> [The problem]: Reproduce the material below word for word, leaving out the pictures.

[start]

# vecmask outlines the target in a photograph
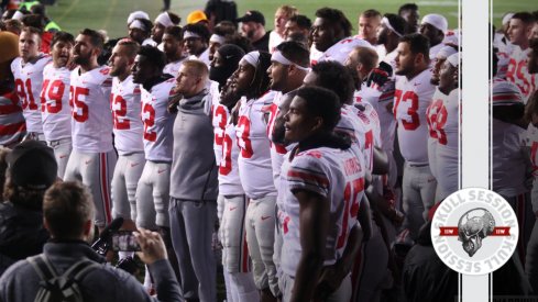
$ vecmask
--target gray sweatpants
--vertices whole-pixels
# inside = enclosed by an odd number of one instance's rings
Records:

[end]

> [Solution to this problem]:
# vecmask outlines the target in a photograph
$ vecmask
--target gray sweatpants
--vertices whole-pixels
# inside = enclosed by an odd number of one instance's rings
Records:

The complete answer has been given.